* **TEXT SEGMENT**
__________

A symmetric matrix is a square matrix that is equal to its transpose.

A skew-symmetric (or antisymmetric) matrix is a square matrix whose transpose is also its negative.

  1. Assume that $A \in M_n(\mathbb C)$ is a skew symmetric matrix. Prove that $adj(A)$ is symmetric or skew symmetric depending on $n$ being even or odd.
  2. If $A \in M_n(\mathbb C)$ is skew symmetric and $n$ is odd, then $A$ is not invertible.

Note : I wrote $(adjA)^T=adj(A^T)=adj(-A)$ but i don't know what happens next.

__________

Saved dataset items
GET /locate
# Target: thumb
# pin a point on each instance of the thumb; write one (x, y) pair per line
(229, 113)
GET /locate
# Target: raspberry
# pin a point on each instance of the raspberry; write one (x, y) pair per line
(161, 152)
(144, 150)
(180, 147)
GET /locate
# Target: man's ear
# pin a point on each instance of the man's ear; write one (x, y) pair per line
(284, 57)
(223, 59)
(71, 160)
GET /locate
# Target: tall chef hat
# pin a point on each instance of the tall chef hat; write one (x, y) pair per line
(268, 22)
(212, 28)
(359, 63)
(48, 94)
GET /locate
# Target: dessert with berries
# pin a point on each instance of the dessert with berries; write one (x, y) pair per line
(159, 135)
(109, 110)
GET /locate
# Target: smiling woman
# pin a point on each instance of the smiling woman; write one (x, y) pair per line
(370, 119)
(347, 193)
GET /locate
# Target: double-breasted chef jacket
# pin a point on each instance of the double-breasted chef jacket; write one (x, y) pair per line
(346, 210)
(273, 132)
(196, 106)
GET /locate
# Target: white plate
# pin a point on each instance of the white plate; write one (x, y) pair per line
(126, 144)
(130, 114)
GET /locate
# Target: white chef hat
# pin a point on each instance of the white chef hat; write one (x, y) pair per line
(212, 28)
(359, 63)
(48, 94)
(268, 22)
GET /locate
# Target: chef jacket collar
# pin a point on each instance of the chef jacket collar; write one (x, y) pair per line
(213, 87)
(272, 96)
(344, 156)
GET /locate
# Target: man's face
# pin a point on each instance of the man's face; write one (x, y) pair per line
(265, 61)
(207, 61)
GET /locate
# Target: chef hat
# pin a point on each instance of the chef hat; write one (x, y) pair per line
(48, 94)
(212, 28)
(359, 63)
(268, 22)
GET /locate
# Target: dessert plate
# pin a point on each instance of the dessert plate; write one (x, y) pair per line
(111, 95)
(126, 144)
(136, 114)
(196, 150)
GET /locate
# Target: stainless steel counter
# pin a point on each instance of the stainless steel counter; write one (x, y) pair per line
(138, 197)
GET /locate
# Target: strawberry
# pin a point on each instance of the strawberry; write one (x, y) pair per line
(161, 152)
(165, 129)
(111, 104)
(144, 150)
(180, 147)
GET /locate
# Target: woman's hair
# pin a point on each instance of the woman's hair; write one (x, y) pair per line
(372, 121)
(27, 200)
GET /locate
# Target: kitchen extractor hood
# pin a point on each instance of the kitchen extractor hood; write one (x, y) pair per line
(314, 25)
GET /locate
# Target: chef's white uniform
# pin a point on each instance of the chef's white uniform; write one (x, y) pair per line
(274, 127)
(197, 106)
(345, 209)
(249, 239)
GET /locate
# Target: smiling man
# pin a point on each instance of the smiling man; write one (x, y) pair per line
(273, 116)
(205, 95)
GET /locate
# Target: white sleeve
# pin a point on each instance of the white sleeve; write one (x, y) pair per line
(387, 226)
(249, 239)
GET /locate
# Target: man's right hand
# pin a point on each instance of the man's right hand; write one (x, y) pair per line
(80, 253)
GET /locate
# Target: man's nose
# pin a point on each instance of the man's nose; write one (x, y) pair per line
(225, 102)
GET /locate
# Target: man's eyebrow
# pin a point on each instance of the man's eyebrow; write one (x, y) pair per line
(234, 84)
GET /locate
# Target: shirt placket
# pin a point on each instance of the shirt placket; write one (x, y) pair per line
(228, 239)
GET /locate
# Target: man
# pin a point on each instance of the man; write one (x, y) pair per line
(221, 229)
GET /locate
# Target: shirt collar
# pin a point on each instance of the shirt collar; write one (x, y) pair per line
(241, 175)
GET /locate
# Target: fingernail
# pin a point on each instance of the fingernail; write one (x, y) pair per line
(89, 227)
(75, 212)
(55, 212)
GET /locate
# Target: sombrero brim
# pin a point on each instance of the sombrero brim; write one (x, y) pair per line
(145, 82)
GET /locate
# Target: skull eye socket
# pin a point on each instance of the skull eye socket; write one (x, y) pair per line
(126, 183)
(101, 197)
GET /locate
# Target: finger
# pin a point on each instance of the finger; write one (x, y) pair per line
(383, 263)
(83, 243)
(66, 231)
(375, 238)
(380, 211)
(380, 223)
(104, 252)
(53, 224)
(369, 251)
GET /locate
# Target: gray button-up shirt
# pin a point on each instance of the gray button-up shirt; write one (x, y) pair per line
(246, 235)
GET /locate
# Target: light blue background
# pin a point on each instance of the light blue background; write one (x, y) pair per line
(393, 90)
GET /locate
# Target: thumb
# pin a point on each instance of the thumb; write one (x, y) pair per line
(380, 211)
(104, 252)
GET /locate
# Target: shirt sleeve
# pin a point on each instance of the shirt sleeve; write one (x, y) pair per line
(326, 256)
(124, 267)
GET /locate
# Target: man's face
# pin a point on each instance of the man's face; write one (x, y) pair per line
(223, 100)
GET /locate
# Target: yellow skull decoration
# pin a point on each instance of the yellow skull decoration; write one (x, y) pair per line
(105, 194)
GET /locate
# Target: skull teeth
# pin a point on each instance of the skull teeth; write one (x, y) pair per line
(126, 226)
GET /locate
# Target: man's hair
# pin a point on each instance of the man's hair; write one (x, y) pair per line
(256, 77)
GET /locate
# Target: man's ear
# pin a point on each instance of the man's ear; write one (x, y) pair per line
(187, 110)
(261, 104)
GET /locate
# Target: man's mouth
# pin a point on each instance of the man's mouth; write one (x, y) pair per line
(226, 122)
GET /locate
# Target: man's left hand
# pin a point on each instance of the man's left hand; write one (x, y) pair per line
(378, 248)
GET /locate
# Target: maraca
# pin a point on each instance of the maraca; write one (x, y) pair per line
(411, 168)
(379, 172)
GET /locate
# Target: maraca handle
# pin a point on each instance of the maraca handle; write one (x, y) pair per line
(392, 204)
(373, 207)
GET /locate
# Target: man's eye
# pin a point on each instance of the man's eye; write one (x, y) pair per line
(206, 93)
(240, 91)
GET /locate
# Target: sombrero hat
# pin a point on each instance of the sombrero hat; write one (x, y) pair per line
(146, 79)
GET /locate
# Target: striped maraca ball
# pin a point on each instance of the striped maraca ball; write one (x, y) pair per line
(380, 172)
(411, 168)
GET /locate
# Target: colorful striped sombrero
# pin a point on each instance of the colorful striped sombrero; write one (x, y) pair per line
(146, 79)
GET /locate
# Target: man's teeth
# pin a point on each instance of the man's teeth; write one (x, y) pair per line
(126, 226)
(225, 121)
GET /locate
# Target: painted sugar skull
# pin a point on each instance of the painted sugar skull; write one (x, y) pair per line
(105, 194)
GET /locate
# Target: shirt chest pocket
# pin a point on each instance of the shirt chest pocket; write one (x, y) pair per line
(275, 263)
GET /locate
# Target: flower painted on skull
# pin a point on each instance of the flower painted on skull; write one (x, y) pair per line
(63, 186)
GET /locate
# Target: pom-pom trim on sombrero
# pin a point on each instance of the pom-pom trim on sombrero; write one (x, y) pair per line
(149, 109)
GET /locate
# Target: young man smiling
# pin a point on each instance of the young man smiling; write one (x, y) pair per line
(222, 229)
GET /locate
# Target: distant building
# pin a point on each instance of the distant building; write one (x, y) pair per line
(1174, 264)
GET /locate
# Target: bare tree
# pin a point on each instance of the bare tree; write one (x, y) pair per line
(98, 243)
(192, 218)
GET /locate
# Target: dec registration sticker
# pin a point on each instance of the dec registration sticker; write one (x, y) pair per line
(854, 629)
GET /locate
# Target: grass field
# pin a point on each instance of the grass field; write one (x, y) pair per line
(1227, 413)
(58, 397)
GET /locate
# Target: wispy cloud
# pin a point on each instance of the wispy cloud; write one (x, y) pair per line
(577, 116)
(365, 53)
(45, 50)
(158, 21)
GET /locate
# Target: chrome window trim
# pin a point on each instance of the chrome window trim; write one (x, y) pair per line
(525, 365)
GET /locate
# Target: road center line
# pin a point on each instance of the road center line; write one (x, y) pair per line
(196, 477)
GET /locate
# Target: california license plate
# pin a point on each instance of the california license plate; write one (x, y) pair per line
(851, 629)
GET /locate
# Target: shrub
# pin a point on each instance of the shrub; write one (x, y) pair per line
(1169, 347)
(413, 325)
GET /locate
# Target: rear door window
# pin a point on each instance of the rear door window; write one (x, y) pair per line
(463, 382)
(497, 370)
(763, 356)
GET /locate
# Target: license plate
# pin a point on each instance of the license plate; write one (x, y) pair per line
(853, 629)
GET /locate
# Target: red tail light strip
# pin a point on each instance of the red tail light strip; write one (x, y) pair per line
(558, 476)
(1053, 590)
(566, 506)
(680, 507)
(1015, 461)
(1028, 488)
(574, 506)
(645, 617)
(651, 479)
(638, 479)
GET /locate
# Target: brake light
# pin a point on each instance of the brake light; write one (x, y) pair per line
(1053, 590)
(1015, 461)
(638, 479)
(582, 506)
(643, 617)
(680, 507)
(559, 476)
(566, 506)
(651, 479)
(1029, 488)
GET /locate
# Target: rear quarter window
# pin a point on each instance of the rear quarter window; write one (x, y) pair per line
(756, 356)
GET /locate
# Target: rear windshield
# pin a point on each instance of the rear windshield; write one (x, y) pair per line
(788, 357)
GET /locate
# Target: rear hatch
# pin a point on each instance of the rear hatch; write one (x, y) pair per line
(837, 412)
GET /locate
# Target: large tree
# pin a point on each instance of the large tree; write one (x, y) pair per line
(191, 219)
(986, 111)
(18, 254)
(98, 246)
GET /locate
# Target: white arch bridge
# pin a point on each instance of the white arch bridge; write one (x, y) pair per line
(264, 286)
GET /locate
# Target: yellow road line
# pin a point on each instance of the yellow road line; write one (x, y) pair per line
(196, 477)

__________

* **PROBLEMS**
A - Answer these from the matrix post, one per line:
(i) What is a symmetric matrix defined as?
(ii) What other name is given for a skew-symmetric matrix?
(iii) What does the post claim about a skew-symmetric $A$ when $n$ is odd?
B - Transcribe the stretch of the matrix post from "A skew-symmetric (or" through "what happens next." word for word.
The lines are unrelated to the matrix post.

* **TASK SOLUTIONS**
A -
(i) A square matrix that is equal to its transpose.
(ii) Antisymmetric.
(iii) $A$ is not invertible.

B -
A skew-symmetric (or antisymmetric) matrix is a square matrix whose transpose is also its negative.

  1. Assume that $A \in M_n(\mathbb C)$ is a skew symmetric matrix. Prove that $adj(A)$ is symmetric or skew symmetric depending on $n$ being even or odd.
  2. If $A \in M_n(\mathbb C)$ is skew symmetric and $n$ is odd, then $A$ is not invertible.

Note : I wrote $(adjA)^T=adj(A^T)=adj(-A)$ but i don't know what happens next.